Starting at the line that contains "[spot] the man, one" and ending with the last line of the entries, write out every line again, requests included, and scale each x and y coordinate in the answers by 0.25, rounding to the nearest whole number with halves rounded up.

------------

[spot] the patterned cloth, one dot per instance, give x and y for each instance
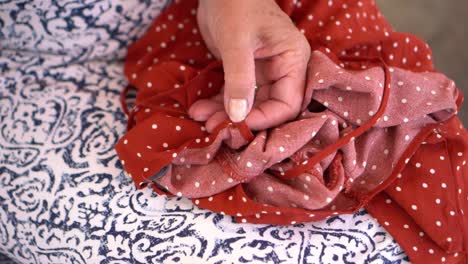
(64, 197)
(373, 104)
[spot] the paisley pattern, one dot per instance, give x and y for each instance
(64, 197)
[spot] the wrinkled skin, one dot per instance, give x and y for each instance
(259, 46)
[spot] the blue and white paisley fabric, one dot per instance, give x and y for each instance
(64, 197)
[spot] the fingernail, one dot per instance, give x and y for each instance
(237, 109)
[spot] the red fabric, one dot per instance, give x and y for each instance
(384, 137)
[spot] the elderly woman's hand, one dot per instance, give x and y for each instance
(259, 47)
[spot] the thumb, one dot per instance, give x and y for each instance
(239, 80)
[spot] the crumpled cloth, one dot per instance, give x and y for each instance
(378, 129)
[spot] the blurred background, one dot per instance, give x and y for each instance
(442, 24)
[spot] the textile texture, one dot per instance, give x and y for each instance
(64, 196)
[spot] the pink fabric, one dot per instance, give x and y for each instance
(351, 97)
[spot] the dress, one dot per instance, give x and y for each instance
(378, 129)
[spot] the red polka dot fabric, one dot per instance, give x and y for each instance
(378, 129)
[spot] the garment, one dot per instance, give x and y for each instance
(378, 129)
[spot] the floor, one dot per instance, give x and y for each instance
(444, 25)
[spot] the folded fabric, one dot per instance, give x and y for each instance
(378, 128)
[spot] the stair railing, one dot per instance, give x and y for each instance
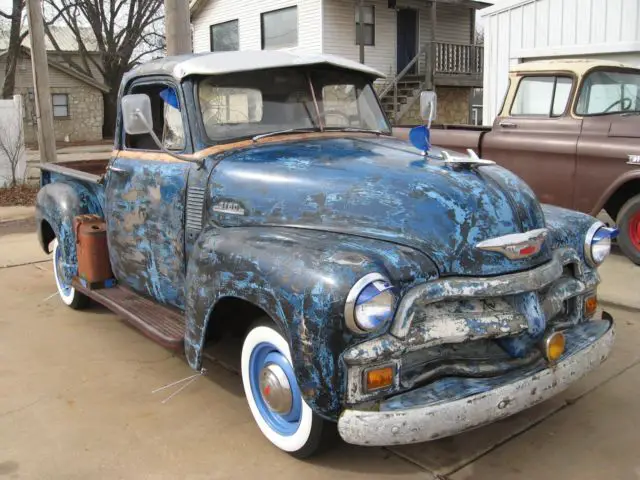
(394, 83)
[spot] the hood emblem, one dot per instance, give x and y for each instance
(633, 160)
(516, 245)
(230, 208)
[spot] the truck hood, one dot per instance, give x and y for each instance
(379, 188)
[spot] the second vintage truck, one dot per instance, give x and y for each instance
(571, 130)
(403, 294)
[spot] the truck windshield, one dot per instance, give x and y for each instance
(605, 93)
(249, 104)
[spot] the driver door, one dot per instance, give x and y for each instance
(146, 192)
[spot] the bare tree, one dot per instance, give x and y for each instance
(12, 145)
(117, 30)
(16, 37)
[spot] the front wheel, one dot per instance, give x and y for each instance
(629, 223)
(273, 394)
(69, 295)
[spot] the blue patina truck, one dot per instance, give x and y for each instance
(405, 294)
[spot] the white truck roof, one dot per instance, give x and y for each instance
(220, 63)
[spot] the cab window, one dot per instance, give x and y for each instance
(542, 96)
(609, 92)
(167, 120)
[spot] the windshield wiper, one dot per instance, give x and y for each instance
(282, 132)
(357, 130)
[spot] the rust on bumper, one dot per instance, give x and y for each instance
(395, 425)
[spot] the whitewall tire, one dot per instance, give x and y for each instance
(273, 395)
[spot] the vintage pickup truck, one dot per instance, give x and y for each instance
(571, 130)
(404, 294)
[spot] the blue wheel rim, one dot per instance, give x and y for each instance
(64, 288)
(264, 354)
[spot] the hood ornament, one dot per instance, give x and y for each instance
(471, 160)
(516, 245)
(633, 160)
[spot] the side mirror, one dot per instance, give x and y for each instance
(428, 106)
(136, 114)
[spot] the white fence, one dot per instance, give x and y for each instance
(11, 140)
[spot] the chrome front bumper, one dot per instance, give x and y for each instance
(403, 419)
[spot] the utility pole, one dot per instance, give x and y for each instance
(361, 18)
(177, 26)
(40, 67)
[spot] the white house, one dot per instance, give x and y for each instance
(517, 31)
(397, 35)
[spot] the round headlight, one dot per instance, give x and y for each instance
(370, 304)
(597, 244)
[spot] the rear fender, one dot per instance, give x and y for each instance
(58, 204)
(619, 189)
(301, 280)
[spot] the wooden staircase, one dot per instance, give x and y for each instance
(408, 92)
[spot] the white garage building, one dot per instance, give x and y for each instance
(517, 31)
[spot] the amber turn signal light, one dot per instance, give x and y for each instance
(379, 378)
(554, 344)
(590, 306)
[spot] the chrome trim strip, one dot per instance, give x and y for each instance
(420, 424)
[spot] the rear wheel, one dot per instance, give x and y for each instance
(273, 394)
(629, 224)
(69, 295)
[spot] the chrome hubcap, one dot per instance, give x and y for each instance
(275, 389)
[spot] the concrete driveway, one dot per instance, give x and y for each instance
(76, 403)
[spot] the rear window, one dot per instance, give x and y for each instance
(609, 92)
(542, 96)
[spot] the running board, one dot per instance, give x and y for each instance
(160, 323)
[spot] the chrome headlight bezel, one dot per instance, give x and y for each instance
(350, 313)
(598, 229)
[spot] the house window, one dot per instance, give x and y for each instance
(542, 96)
(224, 37)
(60, 105)
(368, 23)
(280, 28)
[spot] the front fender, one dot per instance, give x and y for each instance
(567, 228)
(58, 204)
(301, 279)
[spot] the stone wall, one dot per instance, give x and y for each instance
(86, 106)
(453, 107)
(86, 114)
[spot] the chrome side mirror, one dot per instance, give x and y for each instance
(428, 106)
(136, 114)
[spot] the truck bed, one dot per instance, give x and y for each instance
(87, 170)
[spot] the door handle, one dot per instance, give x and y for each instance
(119, 171)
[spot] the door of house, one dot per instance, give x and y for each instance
(407, 32)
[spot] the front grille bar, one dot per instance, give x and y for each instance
(458, 288)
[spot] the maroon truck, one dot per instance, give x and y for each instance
(571, 130)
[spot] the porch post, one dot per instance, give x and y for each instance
(361, 25)
(431, 50)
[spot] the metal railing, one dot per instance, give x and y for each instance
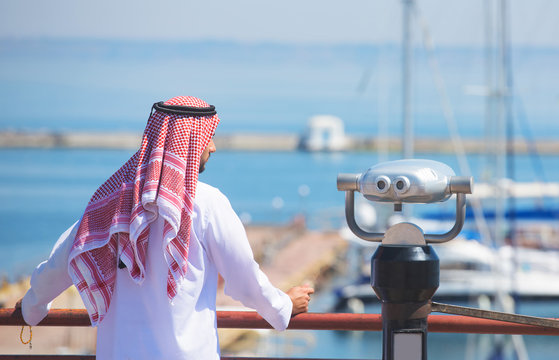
(308, 321)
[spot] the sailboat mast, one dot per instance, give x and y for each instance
(407, 120)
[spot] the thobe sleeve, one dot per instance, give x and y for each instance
(229, 249)
(49, 279)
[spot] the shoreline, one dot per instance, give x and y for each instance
(261, 142)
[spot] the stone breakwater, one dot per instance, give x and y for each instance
(262, 142)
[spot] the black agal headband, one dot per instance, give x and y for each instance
(184, 110)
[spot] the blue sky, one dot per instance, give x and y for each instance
(450, 22)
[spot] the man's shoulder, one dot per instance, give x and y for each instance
(207, 194)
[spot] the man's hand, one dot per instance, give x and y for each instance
(17, 306)
(300, 297)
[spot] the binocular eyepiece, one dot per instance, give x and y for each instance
(409, 181)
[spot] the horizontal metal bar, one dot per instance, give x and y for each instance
(92, 357)
(494, 315)
(309, 321)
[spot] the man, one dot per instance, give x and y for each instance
(146, 253)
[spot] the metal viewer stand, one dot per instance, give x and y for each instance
(405, 269)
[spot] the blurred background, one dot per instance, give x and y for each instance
(305, 90)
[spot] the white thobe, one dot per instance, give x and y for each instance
(141, 322)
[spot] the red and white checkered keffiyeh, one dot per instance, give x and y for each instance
(158, 180)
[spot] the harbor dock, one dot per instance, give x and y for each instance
(262, 142)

------------

Output for this exercise:
[spot] the man, one dot per instance, give x and y for each instance
(37, 63)
[spot] the metal viewer stand, one dot per instance, give x and y for each instance
(101, 67)
[spot] the blurred background, one dot per instance, give x and y for each instance
(76, 23)
[spot] the white thobe, one dot per instance, give x and y for each instance
(35, 81)
[spot] the red and white checkered keffiyeh, one dot per instance, give x and y for each instance
(40, 45)
[spot] the harbor dock, one dot per instance, give x and y for each instance
(66, 36)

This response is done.